#### [Texto para leitura]
□ □ □

Esta é a última aula sobre servidores
públicos.
Como qualquer cidadão detém
responsabilidades, o servidor
público também terá responsabilidades e responderá pelos atos
praticados, desde
que venham a gerar danos, prejuízos, ou se praticar condutas
tipificadas como
crime.
Pois bem. Partindo-se do pressuposto
que qualquer cidadão
está sujeito a responder pelos seus próprios atos, não seria diferente
com os
servidores públicos. Aliás, as coisas são ainda piores. Hoje em dia é
muito
legal para um veículo de imprensa estampar nas páginas dos jornais as
faces dos
servidores supostamente envolvidos em irregularidades. Víamos até bem
pouco
tempo servidores públicos serem enclausurados e algemados. Surte bom
efeito
sobre a população. E tem que surtir mesmo, porque se exige uma conduta
ímpar do
servidor público, que é pago pelo Estado, que por sua vez é custeado
por nós. O
fiscal desse servidor público será o próprio cidadão. O cidadão exige
que o
servidor tenha uma conduta não correta, mas escorreita,
ou seja, mais do que correta. Portanto é importante que saibamos,
inclusive as
pessoas que pretendam ser servidoras públicas, as responsabilidades do
ofício.

□ □ □

Anotações de pontos em fotos:

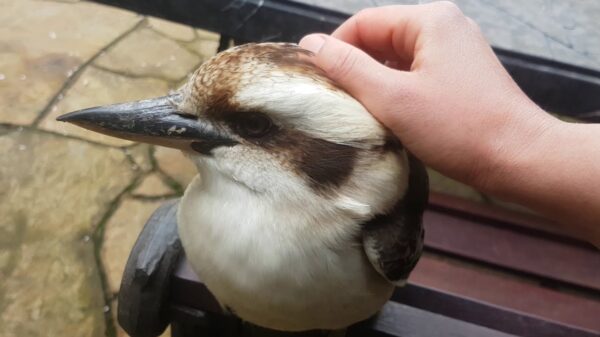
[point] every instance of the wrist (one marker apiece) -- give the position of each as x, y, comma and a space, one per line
515, 149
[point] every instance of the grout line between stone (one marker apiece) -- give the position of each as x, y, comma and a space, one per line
132, 75
97, 239
71, 80
172, 38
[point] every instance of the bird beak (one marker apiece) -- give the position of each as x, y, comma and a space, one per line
154, 121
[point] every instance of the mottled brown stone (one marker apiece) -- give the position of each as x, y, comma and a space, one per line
53, 191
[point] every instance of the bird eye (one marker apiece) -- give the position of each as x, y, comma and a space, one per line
254, 125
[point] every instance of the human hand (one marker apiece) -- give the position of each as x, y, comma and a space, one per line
428, 74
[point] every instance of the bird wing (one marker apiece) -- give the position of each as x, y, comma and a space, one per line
393, 242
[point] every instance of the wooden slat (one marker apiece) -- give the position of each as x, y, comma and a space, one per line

□ □ □

#### [O que fazer]
Devolva o texto sobre a responsabilidade dos servidores públicos completo, sem mudar nada.

#### [Resposta]
Esta é a última aula sobre servidores
públicos.
Como qualquer cidadão detém
responsabilidades, o servidor
público também terá responsabilidades e responderá pelos atos
praticados, desde
que venham a gerar danos, prejuízos, ou se praticar condutas
tipificadas como
crime.
Pois bem. Partindo-se do pressuposto
que qualquer cidadão
está sujeito a responder pelos seus próprios atos, não seria diferente
com os
servidores públicos. Aliás, as coisas são ainda piores. Hoje em dia é
muito
legal para um veículo de imprensa estampar nas páginas dos jornais as
faces dos
servidores supostamente envolvidos em irregularidades. Víamos até bem
pouco
tempo servidores públicos serem enclausurados e algemados. Surte bom
efeito
sobre a população. E tem que surtir mesmo, porque se exige uma conduta
ímpar do
servidor público, que é pago pelo Estado, que por sua vez é custeado
por nós. O
fiscal desse servidor público será o próprio cidadão. O cidadão exige
que o
servidor tenha uma conduta não correta, mas escorreita,
ou seja, mais do que correta. Portanto é importante que saibamos,
inclusive as
pessoas que pretendam ser servidoras públicas, as responsabilidades do
ofício.